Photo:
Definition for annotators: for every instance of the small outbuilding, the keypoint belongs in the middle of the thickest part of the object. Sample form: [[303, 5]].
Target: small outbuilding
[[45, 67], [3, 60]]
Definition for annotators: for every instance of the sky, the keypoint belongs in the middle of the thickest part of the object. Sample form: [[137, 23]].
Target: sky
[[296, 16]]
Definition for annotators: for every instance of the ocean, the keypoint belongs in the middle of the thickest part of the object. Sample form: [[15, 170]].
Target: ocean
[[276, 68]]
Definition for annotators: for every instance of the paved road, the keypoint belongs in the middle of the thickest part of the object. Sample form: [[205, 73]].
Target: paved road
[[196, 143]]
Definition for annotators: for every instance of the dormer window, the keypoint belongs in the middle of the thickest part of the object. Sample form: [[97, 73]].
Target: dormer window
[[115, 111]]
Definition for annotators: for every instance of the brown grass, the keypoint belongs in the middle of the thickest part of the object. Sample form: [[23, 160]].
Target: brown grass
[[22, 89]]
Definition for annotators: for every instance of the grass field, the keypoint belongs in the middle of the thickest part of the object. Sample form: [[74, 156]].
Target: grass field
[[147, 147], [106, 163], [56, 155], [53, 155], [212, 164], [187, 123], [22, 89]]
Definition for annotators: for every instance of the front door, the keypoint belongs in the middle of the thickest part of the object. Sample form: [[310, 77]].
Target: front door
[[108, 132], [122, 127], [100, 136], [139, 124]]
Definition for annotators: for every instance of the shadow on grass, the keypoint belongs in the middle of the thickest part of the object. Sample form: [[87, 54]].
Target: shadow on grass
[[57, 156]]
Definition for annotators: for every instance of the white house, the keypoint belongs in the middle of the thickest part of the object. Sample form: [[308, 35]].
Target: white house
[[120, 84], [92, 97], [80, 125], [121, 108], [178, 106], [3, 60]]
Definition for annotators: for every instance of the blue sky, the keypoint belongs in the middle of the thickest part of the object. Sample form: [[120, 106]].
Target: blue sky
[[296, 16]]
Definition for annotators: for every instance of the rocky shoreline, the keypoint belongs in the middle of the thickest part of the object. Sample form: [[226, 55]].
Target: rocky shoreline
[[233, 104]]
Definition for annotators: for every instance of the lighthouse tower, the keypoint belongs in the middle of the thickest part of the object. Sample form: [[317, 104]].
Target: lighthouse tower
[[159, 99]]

☆ ☆ ☆

▶ EXERCISE INSTRUCTIONS
In the stretch of items from the line containing "Definition for annotators: for every instance of the brown" through the line containing "123], [22, 89]]", replace "brown grass" with "dry grass" and write out those lines again with nothing else changed.

▶ REPLY TO THE EXERCISE
Definition for annotators: for every instance of the dry grass, the keypoint belongs in the middle of the thickest part of the object. Sample form: [[23, 160]].
Target: dry grass
[[22, 89]]
Definition for annotators: for every instance of the grass field, the keypoint belongs in the middle of the thickest part of the object. Sample form: [[74, 156]].
Target: grass field
[[147, 147], [106, 163], [56, 155], [53, 155], [212, 164], [187, 123], [22, 89]]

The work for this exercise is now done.